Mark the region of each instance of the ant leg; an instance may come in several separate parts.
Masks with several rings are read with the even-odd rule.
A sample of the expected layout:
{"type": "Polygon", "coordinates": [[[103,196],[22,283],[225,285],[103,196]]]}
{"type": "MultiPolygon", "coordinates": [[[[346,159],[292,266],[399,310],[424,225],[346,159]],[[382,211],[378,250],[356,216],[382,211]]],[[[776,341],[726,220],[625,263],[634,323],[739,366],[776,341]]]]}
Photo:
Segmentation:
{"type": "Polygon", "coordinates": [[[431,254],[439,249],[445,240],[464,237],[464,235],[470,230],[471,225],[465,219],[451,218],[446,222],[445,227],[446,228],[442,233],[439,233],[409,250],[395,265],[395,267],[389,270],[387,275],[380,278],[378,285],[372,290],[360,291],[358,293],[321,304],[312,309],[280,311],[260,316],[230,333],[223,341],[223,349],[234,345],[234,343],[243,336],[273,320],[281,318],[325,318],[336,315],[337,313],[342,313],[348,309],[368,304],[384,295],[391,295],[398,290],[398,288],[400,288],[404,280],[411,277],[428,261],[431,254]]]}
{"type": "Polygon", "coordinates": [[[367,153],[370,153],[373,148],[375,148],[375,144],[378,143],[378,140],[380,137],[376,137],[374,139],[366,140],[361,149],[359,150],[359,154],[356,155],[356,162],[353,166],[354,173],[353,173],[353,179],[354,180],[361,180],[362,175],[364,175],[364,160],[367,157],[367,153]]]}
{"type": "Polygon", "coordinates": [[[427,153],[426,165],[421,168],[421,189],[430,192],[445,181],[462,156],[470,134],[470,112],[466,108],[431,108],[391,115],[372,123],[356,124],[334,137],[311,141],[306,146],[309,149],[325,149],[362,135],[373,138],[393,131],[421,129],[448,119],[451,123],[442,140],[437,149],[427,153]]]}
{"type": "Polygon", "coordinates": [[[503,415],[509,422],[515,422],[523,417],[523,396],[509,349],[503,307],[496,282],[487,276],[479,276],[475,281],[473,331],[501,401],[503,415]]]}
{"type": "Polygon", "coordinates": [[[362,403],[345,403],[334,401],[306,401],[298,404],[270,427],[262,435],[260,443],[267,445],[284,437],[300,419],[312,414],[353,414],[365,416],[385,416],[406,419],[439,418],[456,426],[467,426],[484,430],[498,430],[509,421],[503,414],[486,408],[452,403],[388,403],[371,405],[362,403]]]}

---

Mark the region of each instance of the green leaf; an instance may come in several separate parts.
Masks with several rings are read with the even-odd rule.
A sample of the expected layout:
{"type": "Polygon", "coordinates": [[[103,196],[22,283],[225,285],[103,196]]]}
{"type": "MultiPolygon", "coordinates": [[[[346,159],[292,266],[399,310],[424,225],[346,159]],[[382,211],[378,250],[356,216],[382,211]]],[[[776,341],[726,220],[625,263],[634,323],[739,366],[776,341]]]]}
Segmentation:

§ EXERCISE INSTRUCTIONS: Pick out and copy every line of the entries above that contains the string "each". Letter case matters.

§ COMPLETED EXERCISE:
Mark the region of each instance of the ant leg; an instance may come in several separate parts.
Mark the region of each instance of the green leaf; an instance may come in several separate parts.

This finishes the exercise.